(Dataset excerpts on object pointing)
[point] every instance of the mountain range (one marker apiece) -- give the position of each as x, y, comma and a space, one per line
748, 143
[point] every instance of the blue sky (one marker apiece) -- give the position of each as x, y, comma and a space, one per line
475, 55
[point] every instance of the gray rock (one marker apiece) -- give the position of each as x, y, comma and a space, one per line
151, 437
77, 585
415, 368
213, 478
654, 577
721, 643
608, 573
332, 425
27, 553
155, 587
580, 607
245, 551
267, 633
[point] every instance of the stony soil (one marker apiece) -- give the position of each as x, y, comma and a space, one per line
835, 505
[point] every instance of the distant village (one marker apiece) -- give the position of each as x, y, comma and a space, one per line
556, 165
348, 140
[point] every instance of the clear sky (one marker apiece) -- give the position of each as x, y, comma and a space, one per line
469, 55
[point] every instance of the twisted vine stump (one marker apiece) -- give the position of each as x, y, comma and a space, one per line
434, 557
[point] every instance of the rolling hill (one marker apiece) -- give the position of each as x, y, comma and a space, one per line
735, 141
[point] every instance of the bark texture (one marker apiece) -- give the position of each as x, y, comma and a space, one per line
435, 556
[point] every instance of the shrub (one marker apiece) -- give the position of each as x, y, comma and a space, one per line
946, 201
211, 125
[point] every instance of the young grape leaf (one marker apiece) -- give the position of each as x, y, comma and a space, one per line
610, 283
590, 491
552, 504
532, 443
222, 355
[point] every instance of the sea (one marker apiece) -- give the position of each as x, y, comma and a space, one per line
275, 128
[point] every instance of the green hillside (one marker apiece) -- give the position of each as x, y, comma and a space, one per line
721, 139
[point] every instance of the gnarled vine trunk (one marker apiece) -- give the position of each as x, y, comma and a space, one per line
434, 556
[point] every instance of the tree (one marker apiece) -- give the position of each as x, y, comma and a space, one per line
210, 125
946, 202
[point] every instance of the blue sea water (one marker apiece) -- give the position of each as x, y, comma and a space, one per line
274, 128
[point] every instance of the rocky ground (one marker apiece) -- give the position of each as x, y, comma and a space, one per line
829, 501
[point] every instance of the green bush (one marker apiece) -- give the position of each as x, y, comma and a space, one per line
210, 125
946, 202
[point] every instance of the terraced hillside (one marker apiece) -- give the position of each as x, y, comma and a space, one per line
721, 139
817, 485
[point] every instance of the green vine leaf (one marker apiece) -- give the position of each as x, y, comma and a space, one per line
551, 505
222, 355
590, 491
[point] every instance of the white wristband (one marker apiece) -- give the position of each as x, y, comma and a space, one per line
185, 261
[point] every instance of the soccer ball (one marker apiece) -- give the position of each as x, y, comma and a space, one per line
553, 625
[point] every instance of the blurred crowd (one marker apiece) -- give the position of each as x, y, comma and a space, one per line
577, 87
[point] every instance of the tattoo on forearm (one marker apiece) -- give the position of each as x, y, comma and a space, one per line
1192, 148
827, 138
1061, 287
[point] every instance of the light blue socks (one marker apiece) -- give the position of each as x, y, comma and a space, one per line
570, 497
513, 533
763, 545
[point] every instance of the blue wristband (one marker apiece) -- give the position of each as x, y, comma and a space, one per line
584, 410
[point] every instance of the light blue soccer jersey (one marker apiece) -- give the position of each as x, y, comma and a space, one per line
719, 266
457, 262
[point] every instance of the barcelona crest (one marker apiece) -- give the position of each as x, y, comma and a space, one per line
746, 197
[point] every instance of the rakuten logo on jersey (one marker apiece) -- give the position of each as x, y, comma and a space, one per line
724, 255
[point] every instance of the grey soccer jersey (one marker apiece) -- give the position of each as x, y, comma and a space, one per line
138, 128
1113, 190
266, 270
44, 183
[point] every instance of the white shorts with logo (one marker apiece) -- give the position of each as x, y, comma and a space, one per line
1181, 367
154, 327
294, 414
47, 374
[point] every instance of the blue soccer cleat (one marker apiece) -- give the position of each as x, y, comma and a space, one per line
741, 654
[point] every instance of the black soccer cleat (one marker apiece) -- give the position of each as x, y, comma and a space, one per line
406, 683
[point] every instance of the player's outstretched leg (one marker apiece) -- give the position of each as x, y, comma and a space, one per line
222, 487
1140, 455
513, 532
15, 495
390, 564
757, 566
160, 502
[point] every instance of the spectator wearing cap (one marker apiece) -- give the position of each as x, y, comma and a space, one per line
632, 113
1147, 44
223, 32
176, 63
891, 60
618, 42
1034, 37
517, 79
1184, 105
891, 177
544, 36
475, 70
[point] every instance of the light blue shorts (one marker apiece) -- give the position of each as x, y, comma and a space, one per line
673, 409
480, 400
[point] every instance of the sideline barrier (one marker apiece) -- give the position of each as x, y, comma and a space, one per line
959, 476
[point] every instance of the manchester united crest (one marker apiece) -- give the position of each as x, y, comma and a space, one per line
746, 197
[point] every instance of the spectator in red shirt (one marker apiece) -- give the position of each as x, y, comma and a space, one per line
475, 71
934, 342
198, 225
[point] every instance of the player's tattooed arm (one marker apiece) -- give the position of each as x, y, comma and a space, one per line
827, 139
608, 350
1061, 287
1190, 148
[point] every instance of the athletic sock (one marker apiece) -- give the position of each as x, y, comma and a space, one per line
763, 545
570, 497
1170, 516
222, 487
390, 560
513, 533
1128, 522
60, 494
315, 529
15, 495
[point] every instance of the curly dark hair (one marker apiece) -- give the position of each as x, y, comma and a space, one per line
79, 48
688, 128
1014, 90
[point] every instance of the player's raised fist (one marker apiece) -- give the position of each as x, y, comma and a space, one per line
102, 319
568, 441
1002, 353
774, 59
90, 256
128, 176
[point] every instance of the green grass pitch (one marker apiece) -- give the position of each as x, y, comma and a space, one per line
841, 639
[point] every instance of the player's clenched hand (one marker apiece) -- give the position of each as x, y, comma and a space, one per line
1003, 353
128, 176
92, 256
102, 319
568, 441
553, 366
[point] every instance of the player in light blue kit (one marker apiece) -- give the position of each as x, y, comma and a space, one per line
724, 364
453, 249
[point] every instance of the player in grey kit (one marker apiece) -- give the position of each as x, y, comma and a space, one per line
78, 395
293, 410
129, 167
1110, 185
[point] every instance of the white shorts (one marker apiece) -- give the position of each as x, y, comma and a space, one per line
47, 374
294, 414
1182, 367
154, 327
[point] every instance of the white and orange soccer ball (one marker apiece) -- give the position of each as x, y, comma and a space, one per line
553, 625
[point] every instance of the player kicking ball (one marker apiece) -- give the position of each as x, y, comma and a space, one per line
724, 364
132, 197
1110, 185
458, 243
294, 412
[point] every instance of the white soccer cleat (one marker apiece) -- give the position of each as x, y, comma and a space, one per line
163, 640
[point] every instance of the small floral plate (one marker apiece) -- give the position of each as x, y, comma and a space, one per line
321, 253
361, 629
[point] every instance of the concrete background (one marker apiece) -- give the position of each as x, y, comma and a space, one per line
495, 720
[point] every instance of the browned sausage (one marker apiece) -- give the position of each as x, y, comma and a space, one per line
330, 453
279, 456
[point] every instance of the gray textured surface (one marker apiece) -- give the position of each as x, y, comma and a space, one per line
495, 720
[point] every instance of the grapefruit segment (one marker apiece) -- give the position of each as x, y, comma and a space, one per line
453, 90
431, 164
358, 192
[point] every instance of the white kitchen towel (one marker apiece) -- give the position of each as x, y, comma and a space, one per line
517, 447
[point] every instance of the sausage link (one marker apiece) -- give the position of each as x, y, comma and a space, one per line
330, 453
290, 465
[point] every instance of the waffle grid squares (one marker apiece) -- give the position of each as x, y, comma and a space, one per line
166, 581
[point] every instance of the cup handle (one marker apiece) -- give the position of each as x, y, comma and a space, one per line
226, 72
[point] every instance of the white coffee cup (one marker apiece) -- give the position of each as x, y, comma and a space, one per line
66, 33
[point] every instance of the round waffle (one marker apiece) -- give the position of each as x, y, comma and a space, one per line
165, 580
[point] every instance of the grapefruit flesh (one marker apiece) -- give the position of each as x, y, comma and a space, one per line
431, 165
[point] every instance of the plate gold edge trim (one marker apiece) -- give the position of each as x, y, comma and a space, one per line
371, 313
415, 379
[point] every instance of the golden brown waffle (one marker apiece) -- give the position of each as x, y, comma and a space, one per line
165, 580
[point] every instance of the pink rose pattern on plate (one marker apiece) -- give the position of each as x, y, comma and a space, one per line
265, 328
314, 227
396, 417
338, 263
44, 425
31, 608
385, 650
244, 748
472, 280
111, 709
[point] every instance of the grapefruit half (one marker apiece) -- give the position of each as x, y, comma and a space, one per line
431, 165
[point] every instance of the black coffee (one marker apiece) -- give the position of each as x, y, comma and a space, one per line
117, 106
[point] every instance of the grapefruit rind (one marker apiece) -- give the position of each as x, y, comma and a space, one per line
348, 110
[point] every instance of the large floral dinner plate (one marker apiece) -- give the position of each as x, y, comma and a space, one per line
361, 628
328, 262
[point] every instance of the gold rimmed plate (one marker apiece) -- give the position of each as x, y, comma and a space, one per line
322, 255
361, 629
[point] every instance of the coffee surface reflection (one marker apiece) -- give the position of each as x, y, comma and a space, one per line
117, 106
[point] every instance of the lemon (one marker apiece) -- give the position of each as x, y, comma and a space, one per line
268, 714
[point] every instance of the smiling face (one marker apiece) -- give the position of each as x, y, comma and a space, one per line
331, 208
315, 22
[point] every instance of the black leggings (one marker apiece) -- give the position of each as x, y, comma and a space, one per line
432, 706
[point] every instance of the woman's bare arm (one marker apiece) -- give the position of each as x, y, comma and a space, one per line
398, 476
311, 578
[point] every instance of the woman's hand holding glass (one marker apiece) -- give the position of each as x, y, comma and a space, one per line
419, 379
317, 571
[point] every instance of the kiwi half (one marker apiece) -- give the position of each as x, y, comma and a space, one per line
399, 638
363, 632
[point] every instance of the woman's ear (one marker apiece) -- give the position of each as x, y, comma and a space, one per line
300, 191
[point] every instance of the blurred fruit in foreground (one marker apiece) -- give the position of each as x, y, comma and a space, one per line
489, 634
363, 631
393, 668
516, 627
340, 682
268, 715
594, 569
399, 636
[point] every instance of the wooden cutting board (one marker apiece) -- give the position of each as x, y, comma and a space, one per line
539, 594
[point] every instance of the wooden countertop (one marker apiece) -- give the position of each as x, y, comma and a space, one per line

OBJECTIVE - Produce an exact copy of the lines from the one containing "[point] every instance of the black coffee" through the last line, and of nothing else.

CORRECT OUTPUT -
[point] every instance of the black coffee (one marker apiece) -- give the position of each as x, y, comma and a space, one per line
117, 106
[point] every instance of the grapefruit rind (one marker apiece) -- give the position of each as x, y, comma and a space, one per line
348, 110
[point] every instance of the large floral dinner plate (one marker apiece) -- give the position of each as x, y, comma and a space, one per line
361, 628
328, 262
[point] every instance of the gold rimmed plate (one marker apiece) -- give the position of each as x, y, comma and a space, one per line
322, 255
361, 629
[point] every instance of the coffee surface reflection (one marker apiece) -- give the position of each as x, y, comma and a space, one per line
117, 106
[point] every instance of the lemon (one marker apiece) -- give the position of each as x, y, comma and a space, one per line
268, 714
[point] every instance of the smiling face (one marker apiece) -- give the position of each as x, y, comma and a space, one per line
331, 208
315, 22
[point] every instance of the black leggings (one marker apiece) -- give the position of each as x, y, comma and a space, one per line
432, 706
[point] every instance of the woman's bare arm (one marker apiece) -- give the position of each as x, y, comma and a space, one per line
398, 476
311, 578
[point] every instance of the woman's hand holding glass (one marker apiece) -- give the position of each as x, y, comma and a space, one per line
419, 379
317, 571
[point] every instance of the kiwi half (one marker apiece) -- give the position of each as x, y, comma and a space, one per line
399, 638
363, 632
[point] every instance of the woman's ear (one marker apiece) -- give the position of each as x, y, comma and a space, one per line
300, 191
[point] every instance of the blurred fruit in foreground (one marker apiece) -- give the position of each as x, y, comma and a space, one per line
489, 634
363, 631
393, 668
516, 627
340, 682
268, 715
594, 569
399, 636
[point] every instance of the wooden cutting board (one marker apiece) -- give the position of each as x, y, comma and a space, one per line
539, 594
[point] every instance of the wooden countertop (one marker apiece) -- give the position of each as x, y, comma and a space, one per line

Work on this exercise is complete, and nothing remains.